● **文書抜粋**
● ● ● ● ●

深夜の出産劇から、タクシーに乗って自宅に帰った。結局4時くらいに寝たんだと思う。頭が妙に冴えてるのに体がついていかないといったふうだ。僕たちの木曜日がようやく終わった。
寝たのも朝方ではあるけれど、起きたのも朝方だった。6時前に母親からの電話が鳴ったのである。やはりマナーモードは解除してあったので、フル音量で着信したのであった。
僕は昨夜、「帝王切開になった、今タクシーにのって病院に向かっている」というメールを母親に送ったきり、そのあと連絡をしていなかったから、それを朝起きて見て、びっくりして電話をしてきたのだと思われた。
ことの顛末を寝ぼけながら話をした。それに納得したのかどうかはわからないけれど、花さんもれいちゃんも無事ということは理解したようだ。
電話を切ったあと、再び眠ることはできなかった。人に話したことによって、あれは現実だったんだなと改めて実感したところもある。
しばらくすると、理子がうなされて起きた。エアコンが切れて部屋が暑くなったこともあるし、おそらく昨夜の様々な出来事がフラッシュバックしたのだと思われる。うなされながらママ、ママと叫んでいた。
エアコンをつけるとまたすーっと眠ったのだけど、体がとても熱い。昨日体調が悪そうだったこともあり、また起きたタイミングで午前中の間に小児科に行くことにした。
午後には僕の両親が来ることになっていたので、布団の準備をしたり、掃除をした。そのうち理子は起きてきたのだけど、機嫌が悪い。
「朝ごはんはなにを食べる?」と聞くと、「いらない」と思春期の輩みたいなことを言う。「パンにチョコレート塗る?」と言っても「いらない、お茶漬けがいい」と言う。
あいにくご飯のストックはなかったので、早炊きモードでご飯を炊くことにした。

● ● ● ● ●

● **課題の目的**
出産翌日の文章から、「寝たのも朝方ではあるけれど、」を含む語句で始まり「がらママ、ママと叫んでいた。」で終わる部分を一字一句そのまま抜き出せますか? リストはここでは使いません。

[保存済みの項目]
● ● ● ● ●

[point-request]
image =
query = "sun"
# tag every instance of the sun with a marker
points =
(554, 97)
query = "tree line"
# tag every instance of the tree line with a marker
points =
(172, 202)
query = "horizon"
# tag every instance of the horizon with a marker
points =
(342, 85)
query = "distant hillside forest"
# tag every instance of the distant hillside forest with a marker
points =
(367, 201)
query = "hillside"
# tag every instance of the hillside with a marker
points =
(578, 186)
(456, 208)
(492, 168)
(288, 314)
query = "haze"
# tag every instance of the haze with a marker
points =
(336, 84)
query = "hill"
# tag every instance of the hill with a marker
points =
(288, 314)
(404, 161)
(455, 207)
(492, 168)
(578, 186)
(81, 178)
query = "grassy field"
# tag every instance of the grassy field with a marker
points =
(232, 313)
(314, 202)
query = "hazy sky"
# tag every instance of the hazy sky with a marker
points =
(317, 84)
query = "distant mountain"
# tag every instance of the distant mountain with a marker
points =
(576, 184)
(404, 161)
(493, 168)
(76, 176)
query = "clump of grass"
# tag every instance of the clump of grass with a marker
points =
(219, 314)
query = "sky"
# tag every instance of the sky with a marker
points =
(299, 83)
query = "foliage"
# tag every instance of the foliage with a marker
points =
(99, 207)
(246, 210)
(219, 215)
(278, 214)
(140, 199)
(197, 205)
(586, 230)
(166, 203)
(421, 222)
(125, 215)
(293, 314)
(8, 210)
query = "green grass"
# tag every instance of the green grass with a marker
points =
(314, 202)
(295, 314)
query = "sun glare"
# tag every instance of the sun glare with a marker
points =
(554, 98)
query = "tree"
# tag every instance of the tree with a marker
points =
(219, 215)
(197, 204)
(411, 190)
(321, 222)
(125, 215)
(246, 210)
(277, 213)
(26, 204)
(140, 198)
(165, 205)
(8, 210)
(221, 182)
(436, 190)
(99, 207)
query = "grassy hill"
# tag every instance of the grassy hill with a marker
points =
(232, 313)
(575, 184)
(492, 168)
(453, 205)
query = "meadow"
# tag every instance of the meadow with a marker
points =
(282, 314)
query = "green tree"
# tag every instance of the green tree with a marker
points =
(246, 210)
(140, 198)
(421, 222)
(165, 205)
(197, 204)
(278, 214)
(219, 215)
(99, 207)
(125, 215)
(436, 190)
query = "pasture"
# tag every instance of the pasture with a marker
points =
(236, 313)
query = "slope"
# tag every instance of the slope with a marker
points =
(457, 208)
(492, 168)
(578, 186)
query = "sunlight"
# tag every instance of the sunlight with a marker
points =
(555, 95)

● ● ● ● ●

● **解答出力**
寝たのも朝方ではあるけれど、起きたのも朝方だった。6時前に母親からの電話が鳴ったのである。やはりマナーモードは解除してあったので、フル音量で着信したのであった。
僕は昨夜、「帝王切開になった、今タクシーにのって病院に向かっている」というメールを母親に送ったきり、そのあと連絡をしていなかったから、それを朝起きて見て、びっくりして電話をしてきたのだと思われた。
ことの顛末を寝ぼけながら話をした。それに納得したのかどうかはわからないけれど、花さんもれいちゃんも無事ということは理解したようだ。
電話を切ったあと、再び眠ることはできなかった。人に話したことによって、あれは現実だったんだなと改めて実感したところもある。
しばらくすると、理子がうなされて起きた。エアコンが切れて部屋が暑くなったこともあるし、おそらく昨夜の様々な出来事がフラッシュバックしたのだと思われる。うなされながらママ、ママと叫んでいた。